- **WORK INSTRUCTION**: Hand back the entries exactly as written, minus every picture.

** DATASET CONTENT follows **

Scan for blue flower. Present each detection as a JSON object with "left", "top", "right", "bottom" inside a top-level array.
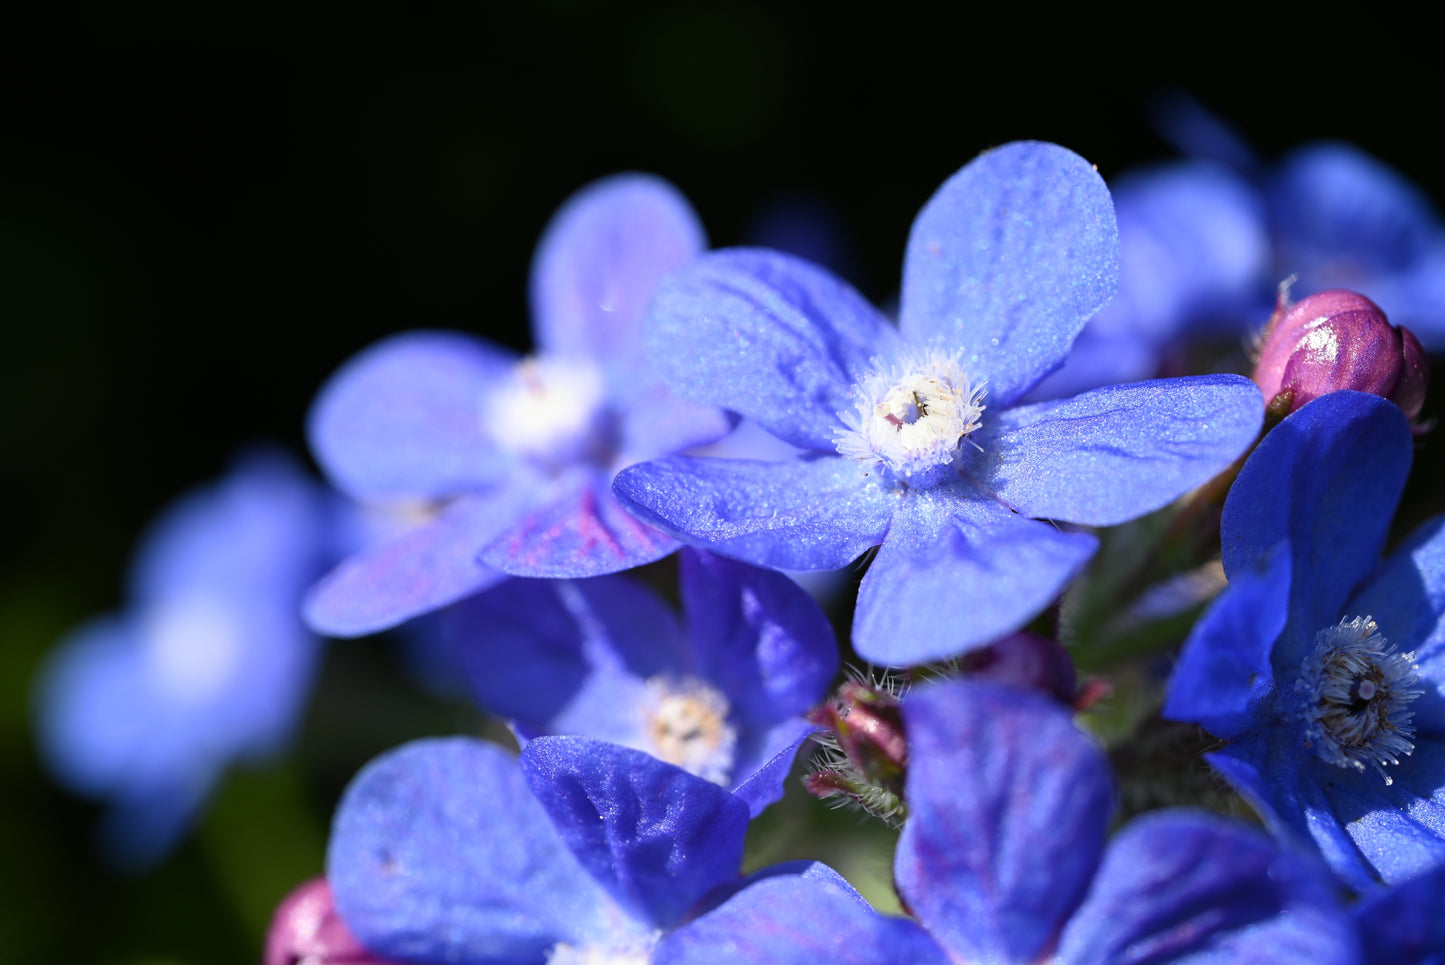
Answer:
[
  {"left": 444, "top": 547, "right": 837, "bottom": 814},
  {"left": 1165, "top": 390, "right": 1445, "bottom": 890},
  {"left": 305, "top": 174, "right": 731, "bottom": 636},
  {"left": 33, "top": 452, "right": 331, "bottom": 868},
  {"left": 652, "top": 679, "right": 1361, "bottom": 964},
  {"left": 1044, "top": 122, "right": 1445, "bottom": 397},
  {"left": 326, "top": 733, "right": 838, "bottom": 963},
  {"left": 613, "top": 141, "right": 1263, "bottom": 666},
  {"left": 1350, "top": 862, "right": 1445, "bottom": 963}
]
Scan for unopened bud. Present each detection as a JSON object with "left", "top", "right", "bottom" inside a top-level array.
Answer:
[
  {"left": 265, "top": 877, "right": 395, "bottom": 965},
  {"left": 1254, "top": 288, "right": 1428, "bottom": 420}
]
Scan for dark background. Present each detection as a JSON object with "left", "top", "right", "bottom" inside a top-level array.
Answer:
[{"left": 3, "top": 3, "right": 1441, "bottom": 961}]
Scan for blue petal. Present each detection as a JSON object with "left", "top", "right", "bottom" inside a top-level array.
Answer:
[
  {"left": 728, "top": 721, "right": 817, "bottom": 818},
  {"left": 1353, "top": 862, "right": 1445, "bottom": 963},
  {"left": 612, "top": 454, "right": 896, "bottom": 570},
  {"left": 1222, "top": 392, "right": 1412, "bottom": 652},
  {"left": 477, "top": 468, "right": 677, "bottom": 578},
  {"left": 530, "top": 174, "right": 706, "bottom": 389},
  {"left": 328, "top": 738, "right": 622, "bottom": 964},
  {"left": 678, "top": 549, "right": 838, "bottom": 734},
  {"left": 1057, "top": 811, "right": 1360, "bottom": 965},
  {"left": 1163, "top": 544, "right": 1290, "bottom": 739},
  {"left": 900, "top": 141, "right": 1119, "bottom": 408},
  {"left": 643, "top": 248, "right": 899, "bottom": 450},
  {"left": 896, "top": 680, "right": 1113, "bottom": 965},
  {"left": 976, "top": 374, "right": 1262, "bottom": 526},
  {"left": 448, "top": 574, "right": 684, "bottom": 734},
  {"left": 651, "top": 871, "right": 947, "bottom": 965},
  {"left": 1313, "top": 739, "right": 1445, "bottom": 888},
  {"left": 303, "top": 494, "right": 511, "bottom": 636},
  {"left": 617, "top": 384, "right": 735, "bottom": 465},
  {"left": 519, "top": 736, "right": 750, "bottom": 929},
  {"left": 308, "top": 331, "right": 518, "bottom": 503},
  {"left": 853, "top": 488, "right": 1097, "bottom": 666}
]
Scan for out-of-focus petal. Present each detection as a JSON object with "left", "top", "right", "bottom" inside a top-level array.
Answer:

** End of DATASET CONTENT **

- **ANSWER TO THIS TASK**:
Scan for blue flower. Present each detection as a JSON object with "left", "top", "right", "bottom" inside a top-level array.
Answer:
[
  {"left": 444, "top": 547, "right": 837, "bottom": 814},
  {"left": 1165, "top": 390, "right": 1445, "bottom": 890},
  {"left": 305, "top": 174, "right": 731, "bottom": 636},
  {"left": 33, "top": 452, "right": 331, "bottom": 868},
  {"left": 652, "top": 679, "right": 1361, "bottom": 964},
  {"left": 1044, "top": 122, "right": 1445, "bottom": 397},
  {"left": 326, "top": 733, "right": 838, "bottom": 963},
  {"left": 613, "top": 141, "right": 1263, "bottom": 666},
  {"left": 1350, "top": 862, "right": 1445, "bottom": 963}
]
Scan for unopened bud. Present each detection as a JSON object with "left", "top", "right", "bottom" inside a top-level array.
Answer:
[
  {"left": 265, "top": 877, "right": 395, "bottom": 965},
  {"left": 1254, "top": 288, "right": 1428, "bottom": 420}
]
Scan for dark background. Present each detection as a JSON object with "left", "top", "right", "bottom" inside a top-level array.
Answer:
[{"left": 3, "top": 3, "right": 1441, "bottom": 961}]
Scan for blue petal. Present each detection as a JSON object with "left", "top", "right", "bottom" inside a top-level array.
Answer:
[
  {"left": 728, "top": 721, "right": 817, "bottom": 818},
  {"left": 1353, "top": 862, "right": 1445, "bottom": 963},
  {"left": 612, "top": 454, "right": 896, "bottom": 570},
  {"left": 1222, "top": 392, "right": 1412, "bottom": 652},
  {"left": 477, "top": 468, "right": 677, "bottom": 578},
  {"left": 530, "top": 174, "right": 706, "bottom": 389},
  {"left": 328, "top": 738, "right": 622, "bottom": 964},
  {"left": 678, "top": 549, "right": 838, "bottom": 734},
  {"left": 1057, "top": 811, "right": 1360, "bottom": 965},
  {"left": 1163, "top": 544, "right": 1290, "bottom": 739},
  {"left": 900, "top": 141, "right": 1119, "bottom": 408},
  {"left": 643, "top": 248, "right": 899, "bottom": 450},
  {"left": 896, "top": 680, "right": 1113, "bottom": 965},
  {"left": 976, "top": 374, "right": 1262, "bottom": 526},
  {"left": 448, "top": 574, "right": 684, "bottom": 734},
  {"left": 651, "top": 871, "right": 947, "bottom": 965},
  {"left": 1313, "top": 739, "right": 1445, "bottom": 888},
  {"left": 303, "top": 494, "right": 511, "bottom": 636},
  {"left": 617, "top": 384, "right": 735, "bottom": 465},
  {"left": 519, "top": 736, "right": 750, "bottom": 929},
  {"left": 308, "top": 331, "right": 518, "bottom": 503},
  {"left": 853, "top": 488, "right": 1097, "bottom": 666}
]
Scan for out-of-focus petal. Present each detection as a JSON object with "left", "top", "right", "bottom" inside a top-level array.
Answer:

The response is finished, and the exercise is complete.